======== INPUT DATA ========

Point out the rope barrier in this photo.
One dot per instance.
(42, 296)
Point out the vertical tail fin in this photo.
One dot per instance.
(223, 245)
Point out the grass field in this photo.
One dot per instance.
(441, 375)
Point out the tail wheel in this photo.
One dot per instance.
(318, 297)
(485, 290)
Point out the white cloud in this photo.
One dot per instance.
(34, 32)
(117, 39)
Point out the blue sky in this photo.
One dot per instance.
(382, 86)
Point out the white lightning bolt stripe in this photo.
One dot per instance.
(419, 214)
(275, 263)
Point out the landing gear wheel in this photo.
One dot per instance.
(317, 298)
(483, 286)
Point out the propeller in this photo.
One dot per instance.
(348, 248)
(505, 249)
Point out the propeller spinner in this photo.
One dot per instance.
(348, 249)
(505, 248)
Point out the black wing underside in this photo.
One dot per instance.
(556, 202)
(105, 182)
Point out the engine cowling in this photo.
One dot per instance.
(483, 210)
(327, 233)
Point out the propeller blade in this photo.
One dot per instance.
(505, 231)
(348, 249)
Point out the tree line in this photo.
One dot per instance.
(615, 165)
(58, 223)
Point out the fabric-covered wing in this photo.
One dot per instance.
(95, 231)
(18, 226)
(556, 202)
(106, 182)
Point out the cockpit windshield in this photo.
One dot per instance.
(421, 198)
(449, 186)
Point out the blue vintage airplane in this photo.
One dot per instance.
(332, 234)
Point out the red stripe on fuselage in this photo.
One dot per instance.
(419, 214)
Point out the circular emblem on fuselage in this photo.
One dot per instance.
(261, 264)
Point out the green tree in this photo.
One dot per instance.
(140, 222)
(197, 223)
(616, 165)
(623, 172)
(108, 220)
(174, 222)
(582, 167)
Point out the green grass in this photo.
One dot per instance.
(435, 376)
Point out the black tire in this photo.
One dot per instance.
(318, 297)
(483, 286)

========

• **TASK REQUIREMENTS**: Replace "Point out" with "Locate" everywhere it occurs in the items above, and reproduce them with nothing else altered.

• **THE ANSWER**:
Locate the rope barrier in this photo.
One dot per instance.
(42, 296)
Locate the vertical tail fin in this photo.
One dot per instance.
(223, 245)
Locate the grass field in this photo.
One dot per instance.
(441, 375)
Locate the tail wheel in this photo.
One dot per instance.
(318, 297)
(485, 290)
Locate the white cloud in this photo.
One dot per instance.
(34, 32)
(117, 39)
Locate the blue sky in this photo.
One dot per instance.
(382, 86)
Locate the white lightning bolt stripe in this photo.
One dot per instance.
(419, 214)
(275, 263)
Locate the landing gear wheel in this photo.
One dot per instance.
(317, 298)
(483, 286)
Locate the propeller in this photo.
One dot per instance.
(348, 248)
(505, 249)
Locate the propeller spinner in this photo.
One dot per instance.
(348, 249)
(505, 248)
Locate the black wing underside in this photo.
One dot per instance.
(556, 202)
(105, 182)
Locate the engine cowling in this photo.
One dot per instance.
(483, 210)
(327, 233)
Locate the propeller blade in this photo.
One dot per instance.
(505, 231)
(348, 249)
Locate the tree line in this photo.
One dot per instance.
(615, 165)
(58, 223)
Locate the fabric-covered wing in this photo.
One dot per instance.
(95, 231)
(18, 226)
(556, 202)
(106, 182)
Locate the cockpit windshield in this photo.
One dot per instance.
(421, 198)
(449, 186)
Locate the blue vintage airplane in this photo.
One dot per instance.
(332, 234)
Locate the red stripe on fuselage in this photo.
One dot per instance.
(419, 214)
Locate the circular emblem on fuselage in this photo.
One dot per instance.
(261, 264)
Locate the green tree in this photo.
One dot per instance.
(140, 222)
(197, 223)
(616, 165)
(623, 172)
(108, 220)
(174, 222)
(582, 167)
Locate the green grass in this photo.
One dot per instance.
(435, 376)
Locate the black tire in this photo.
One dot per instance.
(318, 297)
(483, 286)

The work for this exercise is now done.